What this task involves: Reproduce word for word the portion of the Varnish downgrade thread that runs from "Change 632201 merged" up to and including "refill and see.".

Text extract:
Change 632201 had a related patch set uploaded (by Ema; owner: Ema):
[operations/puppet@production] cache: downgrade Varnish on cp3052 to 5.1.3-1wm15

https://gerrit.wikimedia.org/r/632201

Change 632201 merged by Ema:
[operations/puppet@production] cache: downgrade Varnish on cp3052 to 5.1.3-1wm15

https://gerrit.wikimedia.org/r/632201

Mentioned in SAL (#wikimedia-operations) [2020-10-05T10:28:54Z] <ema> cp3052: depool and downgrade varnish to 5.1.3-1wm15 T264398

Mentioned in SAL (#wikimedia-operations) [2020-10-05T10:32:13Z] <ema> cp3052: pool with varnish 5.1.3-1wm15 T264398

ema added a comment.Mon, Oct 5, 10:52 AM

Varnish downgraded on cp3052. I've made a new dashboard comparing response time on cp3052 (v5) vs cp3054 (v6): https://grafana.wikimedia.org/d/EiAVq3FGz/t264398?viewPanel=2&orgId=1

Let's wait a bit for the cache on cp3052 to refill and see.

Gilles moved this task from Inbox to Radar on the Performance-Team board.Mon, Oct 5, 6:37 PM
Gilles edited projects, added Performance-Team (Radar); removed Performance-Team.
CDanis added a subscriber: CDanis.Mon, Oct 5, 7:06 PM

Seems like the cache is warm now and the host is faster than its peer:

ema added a subscriber: mark.Wed, Oct 7, 9:08 AM

It seems that this task is starting to follow the communication pattern that emerged in T238494, which wasn't great. Flagging it early on to try to avoid the unpleasant back and forth we had back then and did not take us very far (CC: @mark).

I don't have solutions, but I see problems (from my side of course, YMMV). The pattern I see is as follows (T=Traffic, P=Performance):

  1. T does some important, long overdue work
  2. P notices a correlation between the work and browser-reported TTFB going up
  3. P files a high-priority task with a screenshot of the graph and no analysis
  4. P asks to revert some/all of the changes if the graph does not go back to previous values
  5. T changes something to see if it helps
  6. P pastes a new screenshot of the graph showing that it does not
  7. T gets defensive
  8. Back to point 4 or 5

This highlights a few problems in different areas of the Traffic (all of sre?) - Performance-Team relationship, including:

  • Communication between the teams
  • Expectation management
  • Definition of responsibilities

Some of the questions I asked/ask myself are:

  • Did we explain why we had to do the work? If so, shouldn't it be clear that we're likely not going to go back to a huge pile of tech debt to make slow (TTFB ~550ms) requests 50ms faster?

Extracted data:
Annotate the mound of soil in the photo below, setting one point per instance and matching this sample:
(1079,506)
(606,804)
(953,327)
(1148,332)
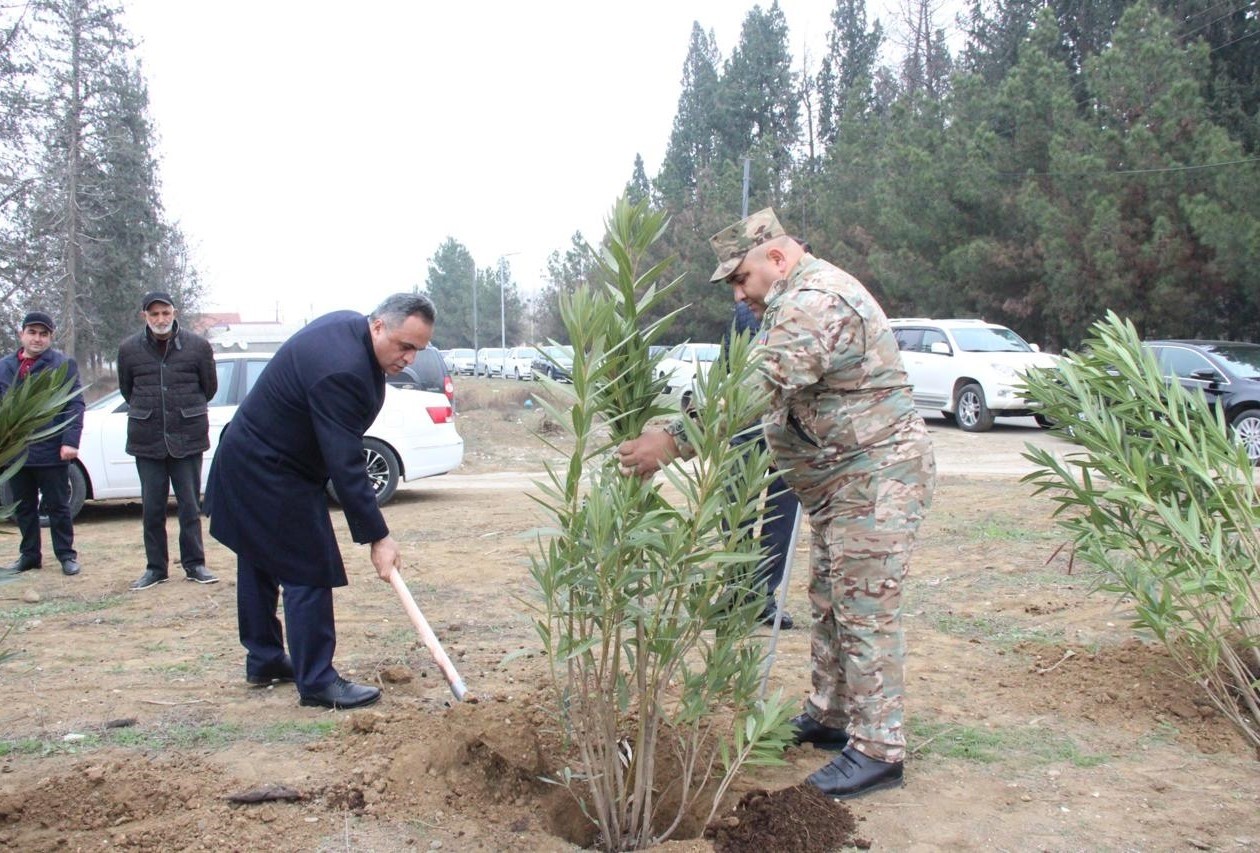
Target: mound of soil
(799,818)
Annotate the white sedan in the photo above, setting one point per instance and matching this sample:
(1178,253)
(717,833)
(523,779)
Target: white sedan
(684,363)
(412,437)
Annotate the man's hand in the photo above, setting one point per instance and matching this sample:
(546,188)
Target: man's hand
(386,557)
(647,454)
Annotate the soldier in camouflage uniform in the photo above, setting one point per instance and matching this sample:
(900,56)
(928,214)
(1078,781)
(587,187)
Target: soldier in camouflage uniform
(844,432)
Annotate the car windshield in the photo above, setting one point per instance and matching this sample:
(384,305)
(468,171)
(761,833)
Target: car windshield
(1240,359)
(987,339)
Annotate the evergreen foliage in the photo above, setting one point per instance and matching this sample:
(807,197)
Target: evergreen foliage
(1076,156)
(82,228)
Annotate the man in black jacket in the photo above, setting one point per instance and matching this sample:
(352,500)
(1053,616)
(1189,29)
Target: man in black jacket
(45,471)
(168,377)
(299,429)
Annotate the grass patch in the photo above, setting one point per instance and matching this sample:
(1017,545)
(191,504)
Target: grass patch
(993,630)
(180,736)
(996,745)
(1004,529)
(59,607)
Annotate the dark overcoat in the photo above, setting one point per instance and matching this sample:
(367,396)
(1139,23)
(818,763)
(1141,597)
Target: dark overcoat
(301,425)
(169,392)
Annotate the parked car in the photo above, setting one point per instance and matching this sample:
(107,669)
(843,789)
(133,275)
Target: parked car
(519,363)
(489,362)
(429,372)
(1229,376)
(412,437)
(555,362)
(463,360)
(686,363)
(970,371)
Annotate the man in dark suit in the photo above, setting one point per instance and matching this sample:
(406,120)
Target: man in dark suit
(301,426)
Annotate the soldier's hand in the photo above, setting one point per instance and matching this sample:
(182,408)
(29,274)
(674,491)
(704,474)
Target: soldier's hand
(386,557)
(643,456)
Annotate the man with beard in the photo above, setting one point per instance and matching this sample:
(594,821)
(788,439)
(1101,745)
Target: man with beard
(168,377)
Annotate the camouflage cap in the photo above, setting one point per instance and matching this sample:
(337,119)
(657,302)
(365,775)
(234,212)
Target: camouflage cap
(732,243)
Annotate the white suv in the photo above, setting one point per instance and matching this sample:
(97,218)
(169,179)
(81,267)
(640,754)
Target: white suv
(969,369)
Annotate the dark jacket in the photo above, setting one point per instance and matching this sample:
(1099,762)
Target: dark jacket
(301,425)
(48,451)
(168,393)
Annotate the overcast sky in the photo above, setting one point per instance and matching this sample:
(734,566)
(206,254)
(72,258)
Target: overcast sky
(315,154)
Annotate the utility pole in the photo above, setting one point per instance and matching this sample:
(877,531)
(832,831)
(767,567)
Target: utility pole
(747,165)
(503,290)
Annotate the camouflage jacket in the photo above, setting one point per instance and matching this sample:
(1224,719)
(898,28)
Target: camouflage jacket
(841,405)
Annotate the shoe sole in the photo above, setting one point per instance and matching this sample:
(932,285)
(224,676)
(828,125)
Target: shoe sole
(137,589)
(338,706)
(882,786)
(825,746)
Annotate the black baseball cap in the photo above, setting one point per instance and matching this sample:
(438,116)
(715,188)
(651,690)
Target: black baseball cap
(38,319)
(156,296)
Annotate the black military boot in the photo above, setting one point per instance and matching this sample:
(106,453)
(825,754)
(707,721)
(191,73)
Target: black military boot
(852,774)
(823,737)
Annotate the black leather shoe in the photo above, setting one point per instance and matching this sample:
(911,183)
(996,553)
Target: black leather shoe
(852,774)
(343,694)
(149,578)
(823,737)
(198,575)
(785,623)
(281,672)
(23,565)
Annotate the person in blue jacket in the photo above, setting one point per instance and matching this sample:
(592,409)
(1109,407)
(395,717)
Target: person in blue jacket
(45,471)
(779,517)
(300,427)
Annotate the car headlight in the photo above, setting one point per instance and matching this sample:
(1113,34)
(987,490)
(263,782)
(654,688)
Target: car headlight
(1006,372)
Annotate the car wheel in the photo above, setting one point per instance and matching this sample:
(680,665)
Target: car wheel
(970,410)
(383,471)
(1246,430)
(78,490)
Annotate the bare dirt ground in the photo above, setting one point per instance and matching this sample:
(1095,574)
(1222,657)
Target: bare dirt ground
(1037,718)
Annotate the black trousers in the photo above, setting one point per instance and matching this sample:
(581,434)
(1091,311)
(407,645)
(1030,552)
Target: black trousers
(776,524)
(53,483)
(158,479)
(308,616)
(780,514)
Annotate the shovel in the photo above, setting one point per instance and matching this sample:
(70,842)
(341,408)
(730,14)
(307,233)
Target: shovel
(429,638)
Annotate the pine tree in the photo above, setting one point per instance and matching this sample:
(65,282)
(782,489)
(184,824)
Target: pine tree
(847,76)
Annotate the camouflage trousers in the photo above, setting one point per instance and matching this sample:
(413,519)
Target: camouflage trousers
(859,555)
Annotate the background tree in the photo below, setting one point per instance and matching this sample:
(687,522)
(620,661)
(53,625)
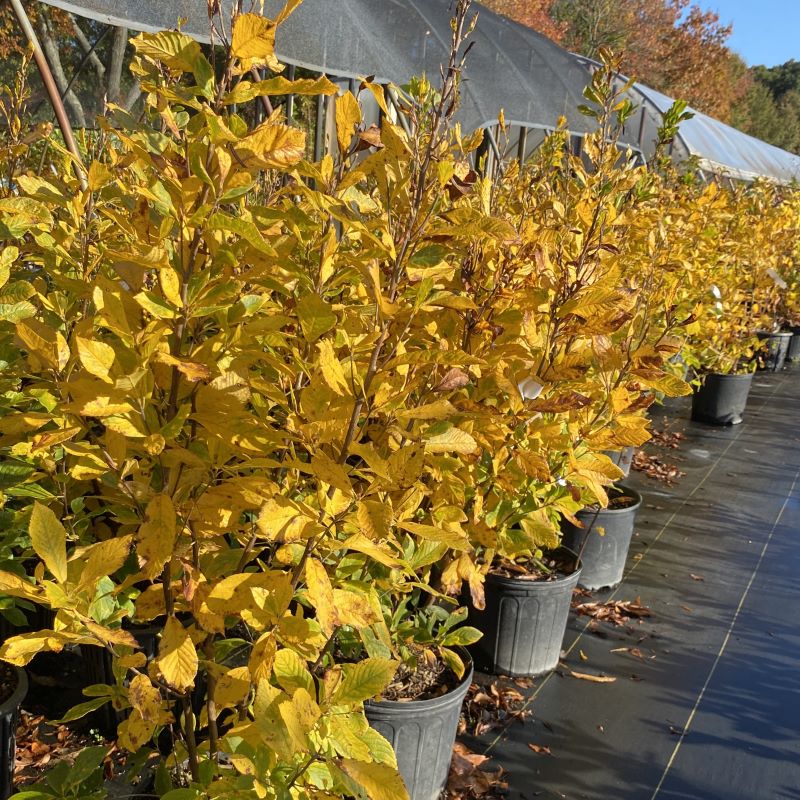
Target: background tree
(88,60)
(672,45)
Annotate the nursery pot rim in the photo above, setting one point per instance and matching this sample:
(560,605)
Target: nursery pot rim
(517,581)
(767,334)
(627,491)
(728,375)
(18,695)
(434,702)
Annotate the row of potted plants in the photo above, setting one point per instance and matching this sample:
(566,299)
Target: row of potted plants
(281,439)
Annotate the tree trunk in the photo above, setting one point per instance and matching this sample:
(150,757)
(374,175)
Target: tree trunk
(50,49)
(86,46)
(116,61)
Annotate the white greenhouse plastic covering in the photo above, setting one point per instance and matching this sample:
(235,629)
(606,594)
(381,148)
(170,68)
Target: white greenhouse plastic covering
(510,67)
(723,150)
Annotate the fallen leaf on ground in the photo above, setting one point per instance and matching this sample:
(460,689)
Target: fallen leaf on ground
(584,676)
(655,468)
(634,651)
(468,781)
(618,612)
(494,705)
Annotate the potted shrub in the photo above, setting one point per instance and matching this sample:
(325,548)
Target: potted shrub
(241,416)
(602,537)
(740,258)
(197,349)
(553,396)
(13,688)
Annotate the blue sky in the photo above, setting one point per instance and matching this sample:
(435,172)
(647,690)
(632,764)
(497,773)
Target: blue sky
(764,31)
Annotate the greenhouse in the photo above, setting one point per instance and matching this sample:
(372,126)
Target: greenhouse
(395,406)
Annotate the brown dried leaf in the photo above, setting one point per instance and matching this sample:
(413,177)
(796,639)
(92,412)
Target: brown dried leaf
(584,676)
(541,749)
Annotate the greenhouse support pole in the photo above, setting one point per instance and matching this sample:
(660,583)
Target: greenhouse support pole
(52,89)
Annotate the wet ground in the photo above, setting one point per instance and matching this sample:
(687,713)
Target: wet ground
(708,706)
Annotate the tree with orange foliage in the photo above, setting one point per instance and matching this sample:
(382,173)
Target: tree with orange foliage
(672,45)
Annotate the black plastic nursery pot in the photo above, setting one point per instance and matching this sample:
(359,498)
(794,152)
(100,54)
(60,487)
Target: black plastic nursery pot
(721,399)
(9,716)
(774,349)
(524,621)
(604,540)
(793,353)
(623,459)
(422,734)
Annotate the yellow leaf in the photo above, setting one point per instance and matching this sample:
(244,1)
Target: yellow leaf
(97,358)
(264,596)
(49,540)
(262,657)
(272,146)
(43,441)
(19,587)
(379,781)
(348,115)
(191,369)
(364,681)
(354,609)
(441,409)
(253,41)
(44,343)
(327,470)
(19,650)
(105,558)
(374,518)
(306,711)
(320,593)
(135,732)
(177,657)
(282,519)
(361,544)
(232,688)
(156,537)
(171,285)
(145,698)
(453,440)
(453,539)
(331,368)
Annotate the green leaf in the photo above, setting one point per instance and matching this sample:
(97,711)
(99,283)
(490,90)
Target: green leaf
(379,781)
(82,709)
(462,636)
(316,317)
(364,680)
(291,672)
(241,227)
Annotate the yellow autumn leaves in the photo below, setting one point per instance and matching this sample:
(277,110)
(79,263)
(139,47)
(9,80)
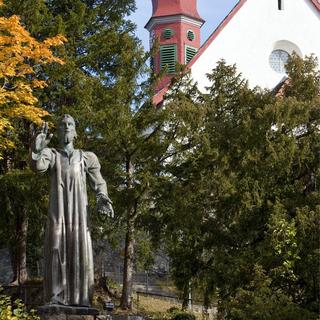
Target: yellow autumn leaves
(20,55)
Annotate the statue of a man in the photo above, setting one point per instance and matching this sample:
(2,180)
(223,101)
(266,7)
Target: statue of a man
(68,268)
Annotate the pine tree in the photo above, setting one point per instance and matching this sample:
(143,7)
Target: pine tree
(243,220)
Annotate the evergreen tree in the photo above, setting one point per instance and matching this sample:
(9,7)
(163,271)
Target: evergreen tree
(246,200)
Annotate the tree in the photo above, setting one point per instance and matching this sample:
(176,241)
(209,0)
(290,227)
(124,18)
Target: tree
(251,226)
(20,54)
(98,84)
(20,57)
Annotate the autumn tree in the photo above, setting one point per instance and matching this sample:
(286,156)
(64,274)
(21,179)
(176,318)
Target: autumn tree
(242,224)
(20,57)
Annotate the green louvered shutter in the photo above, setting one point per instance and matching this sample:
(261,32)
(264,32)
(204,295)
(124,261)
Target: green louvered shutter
(190,53)
(168,57)
(167,33)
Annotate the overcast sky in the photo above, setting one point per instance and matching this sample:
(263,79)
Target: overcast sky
(213,11)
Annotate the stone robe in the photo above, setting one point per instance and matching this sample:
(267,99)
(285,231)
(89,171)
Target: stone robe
(68,267)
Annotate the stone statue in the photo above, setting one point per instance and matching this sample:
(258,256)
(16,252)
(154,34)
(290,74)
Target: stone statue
(68,267)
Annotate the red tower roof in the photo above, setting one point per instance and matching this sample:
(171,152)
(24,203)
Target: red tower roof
(175,7)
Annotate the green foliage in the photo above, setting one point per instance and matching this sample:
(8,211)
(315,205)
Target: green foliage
(181,315)
(14,310)
(259,300)
(247,195)
(18,196)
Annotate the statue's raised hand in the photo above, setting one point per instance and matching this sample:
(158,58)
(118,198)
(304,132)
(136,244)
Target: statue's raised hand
(104,206)
(42,140)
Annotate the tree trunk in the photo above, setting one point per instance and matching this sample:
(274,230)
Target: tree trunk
(126,298)
(19,249)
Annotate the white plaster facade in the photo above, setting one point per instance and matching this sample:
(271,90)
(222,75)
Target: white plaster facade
(253,32)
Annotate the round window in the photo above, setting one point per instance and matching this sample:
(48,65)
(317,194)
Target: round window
(278,60)
(190,35)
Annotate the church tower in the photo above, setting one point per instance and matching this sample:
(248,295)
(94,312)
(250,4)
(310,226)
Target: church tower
(176,26)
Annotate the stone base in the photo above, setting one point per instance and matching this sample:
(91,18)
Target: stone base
(61,312)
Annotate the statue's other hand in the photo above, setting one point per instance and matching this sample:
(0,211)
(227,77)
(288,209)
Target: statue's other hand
(104,206)
(42,140)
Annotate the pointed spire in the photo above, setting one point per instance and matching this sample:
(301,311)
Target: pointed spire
(175,7)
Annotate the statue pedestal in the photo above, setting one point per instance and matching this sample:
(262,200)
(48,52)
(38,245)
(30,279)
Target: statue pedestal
(61,312)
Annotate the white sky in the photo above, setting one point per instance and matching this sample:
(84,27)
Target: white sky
(213,11)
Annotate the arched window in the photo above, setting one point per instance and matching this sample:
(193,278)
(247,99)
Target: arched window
(280,4)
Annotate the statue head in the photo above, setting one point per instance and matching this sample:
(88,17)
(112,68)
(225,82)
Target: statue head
(66,129)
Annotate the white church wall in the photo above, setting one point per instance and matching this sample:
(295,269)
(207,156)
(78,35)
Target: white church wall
(254,32)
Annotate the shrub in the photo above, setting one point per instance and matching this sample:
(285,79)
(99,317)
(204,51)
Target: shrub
(176,314)
(14,310)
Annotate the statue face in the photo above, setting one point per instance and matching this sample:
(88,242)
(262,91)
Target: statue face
(66,129)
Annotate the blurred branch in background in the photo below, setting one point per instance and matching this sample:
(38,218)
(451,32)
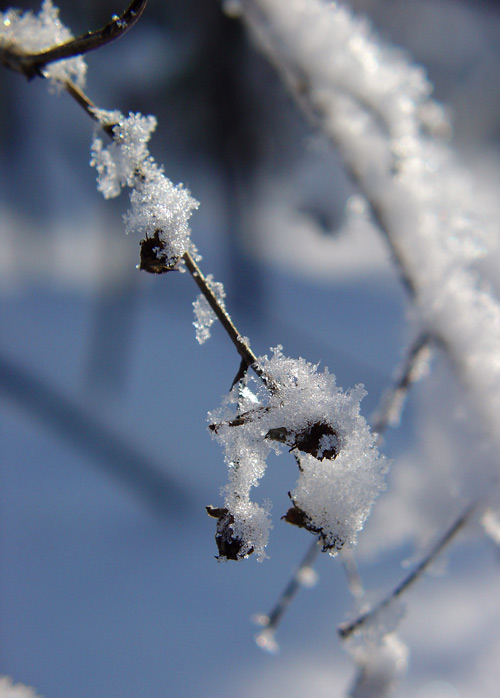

Task output:
Change 632201 merged by Ema:
[operations/puppet@production] cache: downgrade Varnish on cp3052 to 5.1.3-1wm15

https://gerrit.wikimedia.org/r/632201

Mentioned in SAL (#wikimedia-operations) [2020-10-05T10:28:54Z] <ema> cp3052: depool and downgrade varnish to 5.1.3-1wm15 T264398

Mentioned in SAL (#wikimedia-operations) [2020-10-05T10:32:13Z] <ema> cp3052: pool with varnish 5.1.3-1wm15 T264398

ema added a comment.Mon, Oct 5, 10:52 AM

Varnish downgraded on cp3052. I've made a new dashboard comparing response time on cp3052 (v5) vs cp3054 (v6): https://grafana.wikimedia.org/d/EiAVq3FGz/t264398?viewPanel=2&orgId=1

Let's wait a bit for the cache on cp3052 to refill and see.